[Goal of the exercise]
Faithfully return all lines, omitting every embedded picture.

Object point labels
□ □ □

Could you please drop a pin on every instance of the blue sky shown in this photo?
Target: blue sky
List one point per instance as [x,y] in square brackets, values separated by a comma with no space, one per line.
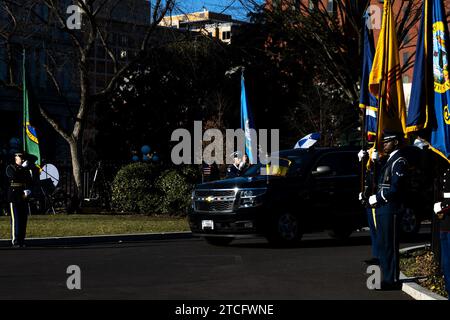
[232,7]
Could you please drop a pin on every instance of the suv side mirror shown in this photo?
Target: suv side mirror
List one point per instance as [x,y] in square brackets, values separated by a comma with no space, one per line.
[321,170]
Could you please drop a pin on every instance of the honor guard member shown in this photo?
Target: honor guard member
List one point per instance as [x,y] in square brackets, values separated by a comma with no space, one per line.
[369,182]
[442,209]
[234,170]
[387,203]
[18,194]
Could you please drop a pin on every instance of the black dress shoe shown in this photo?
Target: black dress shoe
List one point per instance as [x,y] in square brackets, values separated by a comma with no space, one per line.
[391,286]
[373,261]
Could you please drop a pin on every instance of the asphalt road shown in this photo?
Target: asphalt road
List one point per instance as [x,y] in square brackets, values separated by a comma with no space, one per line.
[319,268]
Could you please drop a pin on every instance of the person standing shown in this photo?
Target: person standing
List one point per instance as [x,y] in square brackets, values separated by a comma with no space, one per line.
[369,181]
[387,203]
[442,209]
[234,170]
[18,194]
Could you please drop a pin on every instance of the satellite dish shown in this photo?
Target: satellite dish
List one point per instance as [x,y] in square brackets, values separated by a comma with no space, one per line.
[49,171]
[307,141]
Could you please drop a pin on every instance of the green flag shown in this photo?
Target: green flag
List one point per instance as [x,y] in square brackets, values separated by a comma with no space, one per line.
[30,140]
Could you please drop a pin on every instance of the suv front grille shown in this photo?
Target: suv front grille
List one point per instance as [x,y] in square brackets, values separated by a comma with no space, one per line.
[218,201]
[215,193]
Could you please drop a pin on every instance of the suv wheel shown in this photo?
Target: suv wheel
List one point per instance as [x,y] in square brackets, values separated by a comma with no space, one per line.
[286,230]
[340,232]
[219,241]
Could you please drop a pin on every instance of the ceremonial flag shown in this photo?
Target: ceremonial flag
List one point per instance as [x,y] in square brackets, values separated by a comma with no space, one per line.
[385,81]
[420,91]
[247,124]
[30,140]
[367,102]
[432,63]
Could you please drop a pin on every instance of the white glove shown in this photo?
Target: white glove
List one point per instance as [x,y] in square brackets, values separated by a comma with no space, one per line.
[437,207]
[362,154]
[372,200]
[375,155]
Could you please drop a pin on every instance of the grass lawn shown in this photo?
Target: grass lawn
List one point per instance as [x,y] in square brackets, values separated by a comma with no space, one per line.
[421,263]
[90,224]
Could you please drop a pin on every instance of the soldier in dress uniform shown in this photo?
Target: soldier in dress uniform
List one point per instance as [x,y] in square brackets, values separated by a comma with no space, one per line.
[369,182]
[387,203]
[442,209]
[19,191]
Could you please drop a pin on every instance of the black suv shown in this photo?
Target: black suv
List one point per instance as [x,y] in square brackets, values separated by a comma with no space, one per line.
[309,190]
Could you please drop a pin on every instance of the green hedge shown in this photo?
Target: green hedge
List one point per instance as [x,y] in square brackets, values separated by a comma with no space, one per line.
[141,188]
[134,187]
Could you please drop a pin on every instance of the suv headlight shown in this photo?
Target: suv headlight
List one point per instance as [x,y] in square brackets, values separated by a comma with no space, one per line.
[251,197]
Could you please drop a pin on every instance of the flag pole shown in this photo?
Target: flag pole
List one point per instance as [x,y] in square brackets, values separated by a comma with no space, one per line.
[24,93]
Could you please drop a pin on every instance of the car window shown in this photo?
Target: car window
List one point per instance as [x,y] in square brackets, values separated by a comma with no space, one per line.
[341,163]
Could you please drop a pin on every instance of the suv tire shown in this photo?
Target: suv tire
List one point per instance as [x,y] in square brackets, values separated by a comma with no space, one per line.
[286,230]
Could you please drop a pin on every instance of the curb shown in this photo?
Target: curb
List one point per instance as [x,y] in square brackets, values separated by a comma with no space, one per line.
[117,238]
[413,289]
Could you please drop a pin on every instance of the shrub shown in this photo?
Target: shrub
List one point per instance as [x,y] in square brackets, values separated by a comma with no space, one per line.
[133,189]
[175,190]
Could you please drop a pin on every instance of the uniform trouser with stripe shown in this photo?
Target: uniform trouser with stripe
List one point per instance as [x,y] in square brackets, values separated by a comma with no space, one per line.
[371,220]
[388,244]
[19,217]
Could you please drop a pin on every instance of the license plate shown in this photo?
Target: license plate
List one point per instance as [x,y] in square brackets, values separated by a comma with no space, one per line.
[207,224]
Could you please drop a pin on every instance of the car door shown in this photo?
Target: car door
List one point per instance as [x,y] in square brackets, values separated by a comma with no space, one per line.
[334,181]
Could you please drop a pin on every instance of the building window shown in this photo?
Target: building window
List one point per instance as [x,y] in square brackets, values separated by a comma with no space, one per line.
[226,35]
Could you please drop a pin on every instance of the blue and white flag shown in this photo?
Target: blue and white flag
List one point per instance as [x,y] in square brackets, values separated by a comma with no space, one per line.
[307,141]
[247,123]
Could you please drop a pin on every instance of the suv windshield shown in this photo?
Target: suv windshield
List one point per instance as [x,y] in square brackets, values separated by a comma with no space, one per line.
[285,166]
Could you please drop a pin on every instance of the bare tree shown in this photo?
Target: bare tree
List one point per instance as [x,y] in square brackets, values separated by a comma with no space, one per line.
[99,18]
[333,35]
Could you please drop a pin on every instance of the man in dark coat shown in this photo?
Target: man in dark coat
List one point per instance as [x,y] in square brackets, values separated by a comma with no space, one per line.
[442,209]
[388,203]
[234,170]
[18,194]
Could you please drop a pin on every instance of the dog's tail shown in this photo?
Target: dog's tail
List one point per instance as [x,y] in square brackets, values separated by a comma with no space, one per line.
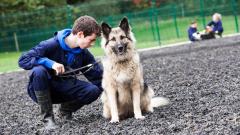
[159,101]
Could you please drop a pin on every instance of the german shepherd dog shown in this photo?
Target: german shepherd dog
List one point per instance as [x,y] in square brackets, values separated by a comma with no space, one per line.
[125,93]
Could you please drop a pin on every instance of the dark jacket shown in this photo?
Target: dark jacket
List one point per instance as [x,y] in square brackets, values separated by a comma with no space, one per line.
[49,51]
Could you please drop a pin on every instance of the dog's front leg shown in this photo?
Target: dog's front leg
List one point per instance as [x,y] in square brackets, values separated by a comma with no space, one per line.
[136,102]
[113,105]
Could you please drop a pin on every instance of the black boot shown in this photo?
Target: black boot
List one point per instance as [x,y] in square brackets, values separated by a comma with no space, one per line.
[45,103]
[66,109]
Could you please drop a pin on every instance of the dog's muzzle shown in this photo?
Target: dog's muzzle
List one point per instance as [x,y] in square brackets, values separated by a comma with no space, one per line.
[120,49]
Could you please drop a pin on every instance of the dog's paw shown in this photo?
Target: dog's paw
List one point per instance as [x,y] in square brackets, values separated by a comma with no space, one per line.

□ □ □

[Reply to the exercise]
Could you please drop a pin on every instance of the blue sky shown in this photo?
Target: blue sky
List one point per instance as [x,y] in square brackets, values separated by a comma with no space, one per line.
[232,7]
Could you please drop a pin on every instance of the suv side mirror shown in this photo?
Target: suv side mirror
List one point per instance as [x,y] in square brackets, values separated by a comma with no space, one per line.
[321,170]
Could you please drop a pin on every instance of the honor guard member shown in this photo?
Target: honor guard member
List one point per instance as [x,y] in square brackets, values separated by a comma with no space, one per line.
[369,182]
[442,209]
[234,170]
[387,203]
[18,194]
Could you please drop a pin on every instance of the black dress shoe shown in this photo?
Target: black dress shoe
List one point per instance as [x,y] in square brackets, values separated by a comma with no space, one per line.
[391,286]
[373,261]
Could you please drop a pin on every instance of the asphalt road shown in this photo?
Target: asphalt road
List one point per instance as [x,y] in square brackets, values separated by a comma with no space, one per line.
[319,268]
Could you please drop a pin on every instance of the person standing shown in this photo?
Target: person standing
List one point per instance as [x,y] in square brackets, values separated by a comma with no space, one per line.
[369,181]
[387,203]
[442,209]
[234,170]
[18,194]
Could you please drop a pin on every instance of the satellite dish shown in this photo?
Target: satellite dish
List one point per instance as [x,y] in square brackets, values separated by a comma with no space, one per line.
[49,171]
[307,141]
Could you please drop a pin on every instance of the green flag shown in this photo?
Target: green flag
List one point per instance as [x,y] in square brackets, values separated by a comma with no space, one per line.
[30,140]
Could you please drop a pin on every instance of the suv front grille shown in this photo?
Target: suv front grille
List one point per instance as [x,y] in square brackets, values separated by a comma with no space, one per line.
[218,201]
[215,193]
Could you please drop a pin on every instance of the suv wheel shown in this photo?
Target: suv wheel
List one point per instance as [x,y] in square brackets, values separated by a comma with no space, one per line.
[286,230]
[340,232]
[219,241]
Could you please drop a pin on every instance of the ceremonial flag shown in this photo?
Target: ceremonial flag
List one point per instance as [x,y] in square brackets, values separated by a comma with no space, one per line.
[385,81]
[420,91]
[247,124]
[30,140]
[367,102]
[432,63]
Could you please drop a pin on every instance of the white glove shown in this photo?
Target: white glove
List one point per instance as [x,y] in square brackets, values separated by a comma with no space, one per line.
[437,207]
[362,154]
[372,200]
[375,155]
Could you please drop a pin on every instance of the grass lawn shown in this photo?
Target: grass lawn
List one point per instance as [x,y] in square brackets, values separated by a comma with no space, one per line.
[421,263]
[90,224]
Could you please drop a pin on every instance of the soldier in dress uniform shown in this photo?
Target: soldier in dress uniform
List one point per instance as [x,y] in square brackets, values separated by a comma with no space, one per line.
[369,182]
[387,203]
[442,209]
[19,191]
Could you please drop a pin on every instance of the black suv shown in this photo?
Target: black suv
List one point per instance as [x,y] in square brackets, values separated by a comma with no space, one per line.
[309,190]
Could you please drop a pin on every instance of the green hedge shown in this photo?
Target: green hedge
List one point per instance as [x,y] in square brackets, values separated by a comma with no space, one per line.
[141,188]
[134,187]
Could you please drop a pin on every instance of the suv headlight shown in this photo?
Target: suv headlight
List one point per instance as [x,y] in square brackets, values separated by a comma with no space, one per line.
[251,197]
Could you please drop a pin on every instance of the flag pole shown in this photo?
Target: flag pole
List one point per instance as [x,y] in square brackets, values separated by a comma with no space, one per line.
[24,93]
Could you please drop a pin on every instance of the car window shown in this photo?
Target: car window
List one point per instance as [x,y] in square brackets, values separated by a comma with no space, one per line.
[341,163]
Could you please drop a pin on every instance of the suv tire shown in this photo?
Target: suv tire
List one point per instance as [x,y] in square brackets, values separated by a comma with no space, one per line.
[286,230]
Could you please drop a pin on every instance of the curb shown in this photo?
Target: curb
List one point per instance as [x,y] in square brackets, values separated by a comma with no space, one per line.
[117,238]
[413,289]
Could you please drop a pin on every instance of the shrub shown in this photo?
Target: shrub
List one point per instance as [x,y] in square brackets, values separated by a comma with no space, one per line.
[133,189]
[175,190]
Could you please drop a pin on every instance of the uniform trouser with stripe shown in this photo?
Target: uniform trouser with stripe
List one point per instance as [x,y] in square brackets, values separated by a comma with no space, one per line.
[371,220]
[388,244]
[19,217]
Could you please drop a pin on every instance of the license plate shown in this photo?
Target: license plate
List one point per instance as [x,y] in square brackets, values separated by a comma with no space, one per line.
[207,224]
Could you please drop a pin on every instance of the car door shown in this photo?
Target: car door
List one point per instance as [x,y] in square brackets, values separated by a comma with no space, one per line.
[334,181]
Could you please drop a pin on every instance of the building window shown in this photo?
Target: building window
List one point per instance as [x,y] in square brackets, values separated by a comma with no space, one per line.
[226,35]
Could you please drop a pin on every instance of the blue and white flag shown in this photo?
Target: blue and white flag
List one point per instance as [x,y] in square brackets, values separated by a comma with no space, one per line.
[307,141]
[247,123]
Could you please drop a pin on every instance of the suv windshield shown in this photo?
Target: suv windshield
List one point per instance as [x,y] in square brackets, values separated by a comma with no space, one per line.
[285,166]
Could you please drop a pin on every instance of the bare tree shown in this photo?
Target: bare tree
List one point per instance as [x,y] in square brackets, values separated by a comma with no space, one per line.
[99,18]
[333,35]
Could you please drop a pin on every instance of the man in dark coat shown in this photo?
Target: man in dark coat
List one point per instance as [x,y] in square brackets, values separated by a comma with no space, one per line.
[442,209]
[388,203]
[234,170]
[18,194]
Could you please drop a pin on every instance of the dog's tail shown in this photo?
Target: dog's tail
List one point per instance as [x,y] in square brackets, values separated by a comma with no space, one per line.
[159,101]
Could you please drop a pin on every instance of the german shepherd dog shown in this photo?
Target: german shepherd dog
List one point per instance as [x,y] in square brackets, values separated by a comma with no space, one per line.
[125,93]
Could you please drop a pin on every instance of the dark jacket shown in this photo?
Target: dark jacket
List one point per instance as [x,y] in square brackets, values separated by a comma with no space, one per line.
[49,51]
Could you please drop a pin on every instance of the dog's front leg shown in this photo?
Target: dog's front leg
List one point per instance as [x,y] in square brackets, values separated by a comma with no space, one per line.
[136,102]
[113,105]
Could you please drop a pin on every instance of the black boot shown in this photo?
Target: black boot
List one point per instance as [x,y] in square brackets, values separated by a comma with no space, one per line.
[45,103]
[66,109]
Could you please drop a pin on every instance of the dog's muzzle shown in this photo?
Target: dog's muzzle
List one point per instance as [x,y] in square brackets, values separated by a comma with no space, one per line.
[120,49]
Could you please drop a pin on every instance of the dog's paw shown in this photo?
Target: dog's paw
List one point per instance as [x,y] in square brackets, values separated by a comma with no space, one per line.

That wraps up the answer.